---- Provided text

Reuse of Machine-Readable Dictionaries. Bilingual dictionaries are processed versions of various machine-readable dictionaries (MRDs), for example, the Collins Spanish-English dictionary (or any other MT dictionaries that have been restructured to conform to Temple's lexical format, see Stein et al. 93). Since morphological analyzers and dictionaries may come from different sources, they may have incompatible lexical representation, as it happened for the Japanese-English dictionary and the Japanese morphological analyzer. In such cases, integration is achieved by mapping the dictionary, including, for example, part-of-speech information, to a standardized format, and by developing a filter that maps the morphological analyzer results to that structure.

Reuse of Natural Language Processing components. An important decision in the Temple project was to use available NLP components and resources whenever possible (Farwell 94, Penman 88, Matsumoto 93). This led to the definition of an open architecture that provides support for integrating external tools. Some Temple components have been developed as part of the project (e.g., the Arabic and Russian morphological analyzers) but have been integrated using the same methodology as other tools. The Temple architecture is built around a uniform internal canonical linguistic representation for all languages; all components read or map their results to this representation, which uses Tipster annotations. All NLP tools are encapsulated using Tcl wrappers for mapping the tool representation to the Temple representation.

--------
---- Dataset excerpt

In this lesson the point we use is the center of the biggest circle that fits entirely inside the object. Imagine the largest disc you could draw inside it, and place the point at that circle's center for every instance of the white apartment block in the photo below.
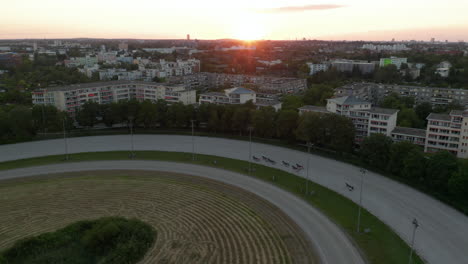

--------

# Task instructions:
• a. In the text on the Temple project's reuse of dictionaries and language-processing components, what are all NLP tools encapsulated with?
• b. Carry on the text about the Temple project's reuse of dictionaries and language-processing components, picking up after its final sentence.

# Exercise responses:
• a. Tcl wrappers that map the tool representation to the Temple representation.

• b.
Morphological information is transferred from the source to the target language using morphological transfer tables that map categories and features from a source lexical item to the equivalent English lexical item. The GBMT engine itself is fully generic and is parametrized by a bilingual glossary and a morphological transfer table.

Semi-automatic development of glossaries. Small glossaries (between 2,000 and 20,000 entries depending on the language) have been developed for each language. The acquisition process is as follows:

The development cost of such glossaries remains relatively low since the structure and the information encoded in a glossary entry is very simple.

2.4 MT for the Web

Although the Temple system was not originally designed for Web browsing, it was nevertheless designed for browsing large numbers of relatively small, a few pages at most, heterogeneous documents (in different domains and in a variety of styles) in different languages. The targeted user is an analyst whose task is to retrieve and understand the central meaning of documents relevant to some subject. The characteristics of the texts are very close to most of what is found in Web sites, and the analyst task is also close to the typical behavior of a Web surfer. To test the adequacy of this hypothesis, we developed a Web front-end for the Temple MT system which includes an HTML parser. This experiment is described hereafter in Section 3.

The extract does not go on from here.